Задание 1: Какие должности занимал Черчилль в 1919–1921 годах, согласно тексту о воспоминаниях Черчилля?
Задание 2: Повторите без изменений часть текста о воспоминаниях Черчилля между словами «Этим Memento mori» и «в надвигающейся войне.» включительно.

Фрагмент текста:
━━━━━━━━━━━━━━━━

Вы понимаете всю силу этой последней фразы? Вот идет «светская тусовка». Фраки, обмен колкостями и всяческими bon mot. И даже срочная депеша об угрозе новой европейской войны не может заставить забыть требования этикета. Гостю нельзя не предложить кофе (кстати, кофе подается — и обязательно! — в другой комнате, не там, где проходит завтрак. Тут мне вспомнился и булгаковский кот Бегемот, возражавший Воланду: «Меня нельзя выгонять, я еще кофе не пил»)... Короче, «сплошные светские условности», и ловкость Риббентропов, с помощью милой светской болтовни отнимающих у Англии еще полчаса времени в тот момент, когда скорость дипломатических реакций особенно важна. Но все-таки самое ценное — именно в том потрясающем заключительном фрагменте:
«...Наконец и они откланялись. Больше я никогда не видел Риббентропа, вплоть до того момента, как его повесили».
Конечно, не надо понимать это так, что сэр Черчилль в 1946 году приезжал в Нюрнберг глянуть на повешенного Риббентропа (или на саму процедуру повешенья). Это, конечно, и не напоминание Черчилля о вещах, само собой разумеющихся: 1) во время войны министры Англии и Германии видеться не могли; 2) Риббентроп, как всему миру хорошо известно, входил в первую... «одиннадцатку» повешенных по приговору в Нюрнберге.
Это у Черчилля — само Memento mori — Голос Истории. Это мимоходное напоминание, чем окончились светские тусовки у Чемберленов. Внезапное напоминание, вызывающее даже и звуковую ассоциацию: зловещие аккорды — «рука судьбы», стучащаяся в бетховенской сонате. Или энергичный киномонтаж: вот человек во фраке, с чашечкой кофе — и вот он с петлей на шее. Возможно, это подсознательно найденный прием. Ведь Черчилль, постоянно критикуя политику Чемберлена, его близорукое «джентльменство» с Гитлером, ни разу не позволил себе ни одного осуждающего высказывания о личности Чемберлена. Все только о его благородстве, безупречных манерах, безукоризненном владении собой... И вот она, «тяжелая поступь рока»: оказывается, и носителей прекрасных манер, посетителей салонов, случается, вешают.
Этим Memento mori — в адрес всех салонных дипломатов Черчилль очень напоминает Льва Толстого. Граф в «Войне и мире» презрительно смеется не только над безответственностью, но и над бесполезностью всей дипломатии «хорошего тона» перед лицом «Большой войны», саркастически переспрашивая: «...Следовательно, стоило только Меттерниху, Румянцеву или Талейрану, между выходом и раутом, хорошенько постараться и написать поискуснее бумажку... и войны бы не было?»
Другим контрапунктом первого тома воспоминаний (развязывание войны) идут еще одни Черчиллевы Memento mori: его перебивающие блаженную дипломатическую болтовню периодические врезки: Справки о росте Люфтваффе, об отставании Королевских ВВС. Похоже, что сэр Уинстон (в 1919— 1921 гг. — военный министр и министр авиации) — первый на Британских островах и долгое время единственный, кто предвидел новую роль авиации в надвигающейся войне.

━━━━━━━━━━━━━━━━

Исходные данные:
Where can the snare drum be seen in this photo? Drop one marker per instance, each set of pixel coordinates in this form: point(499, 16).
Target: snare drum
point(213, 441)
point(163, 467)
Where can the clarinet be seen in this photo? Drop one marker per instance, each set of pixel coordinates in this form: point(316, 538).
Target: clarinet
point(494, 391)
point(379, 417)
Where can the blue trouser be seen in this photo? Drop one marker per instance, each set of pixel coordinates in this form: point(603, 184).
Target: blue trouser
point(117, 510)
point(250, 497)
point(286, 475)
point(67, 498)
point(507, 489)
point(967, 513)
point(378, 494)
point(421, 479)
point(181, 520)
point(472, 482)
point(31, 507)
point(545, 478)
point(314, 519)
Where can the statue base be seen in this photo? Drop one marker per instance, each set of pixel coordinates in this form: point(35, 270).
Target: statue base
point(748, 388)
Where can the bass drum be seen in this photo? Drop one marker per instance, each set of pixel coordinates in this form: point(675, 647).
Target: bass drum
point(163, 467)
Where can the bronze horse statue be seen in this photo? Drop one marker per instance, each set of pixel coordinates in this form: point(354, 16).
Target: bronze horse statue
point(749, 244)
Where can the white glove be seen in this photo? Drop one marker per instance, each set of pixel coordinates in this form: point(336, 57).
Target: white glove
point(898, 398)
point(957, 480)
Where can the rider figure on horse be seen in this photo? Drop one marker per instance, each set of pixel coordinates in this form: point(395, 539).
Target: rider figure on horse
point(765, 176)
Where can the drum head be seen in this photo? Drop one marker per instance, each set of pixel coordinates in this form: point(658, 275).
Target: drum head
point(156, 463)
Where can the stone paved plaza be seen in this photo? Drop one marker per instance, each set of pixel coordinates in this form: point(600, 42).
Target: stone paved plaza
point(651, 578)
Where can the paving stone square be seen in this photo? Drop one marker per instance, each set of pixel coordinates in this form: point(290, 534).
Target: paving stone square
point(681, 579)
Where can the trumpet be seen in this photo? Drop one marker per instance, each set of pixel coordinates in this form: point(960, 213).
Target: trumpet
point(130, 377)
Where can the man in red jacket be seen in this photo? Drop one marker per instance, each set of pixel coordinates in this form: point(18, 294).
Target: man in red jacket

━━━━━━━━━━━━━━━━

Результат 1: В 1919–1921 годах Черчилль был военным министром и министром авиации.

Результат 2:
Этим Memento mori — в адрес всех салонных дипломатов Черчилль очень напоминает Льва Толстого. Граф в «Войне и мире» презрительно смеется не только над безответственностью, но и над бесполезностью всей дипломатии «хорошего тона» перед лицом «Большой войны», саркастически переспрашивая: «...Следовательно, стоило только Меттерниху, Румянцеву или Талейрану, между выходом и раутом, хорошенько постараться и написать поискуснее бумажку... и войны бы не было?»
Другим контрапунктом первого тома воспоминаний (развязывание войны) идут еще одни Черчиллевы Memento mori: его перебивающие блаженную дипломатическую болтовню периодические врезки: Справки о росте Люфтваффе, об отставании Королевских ВВС. Похоже, что сэр Уинстон (в 1919— 1921 гг. — военный министр и министр авиации) — первый на Британских островах и долгое время единственный, кто предвидел новую роль авиации в надвигающейся войне.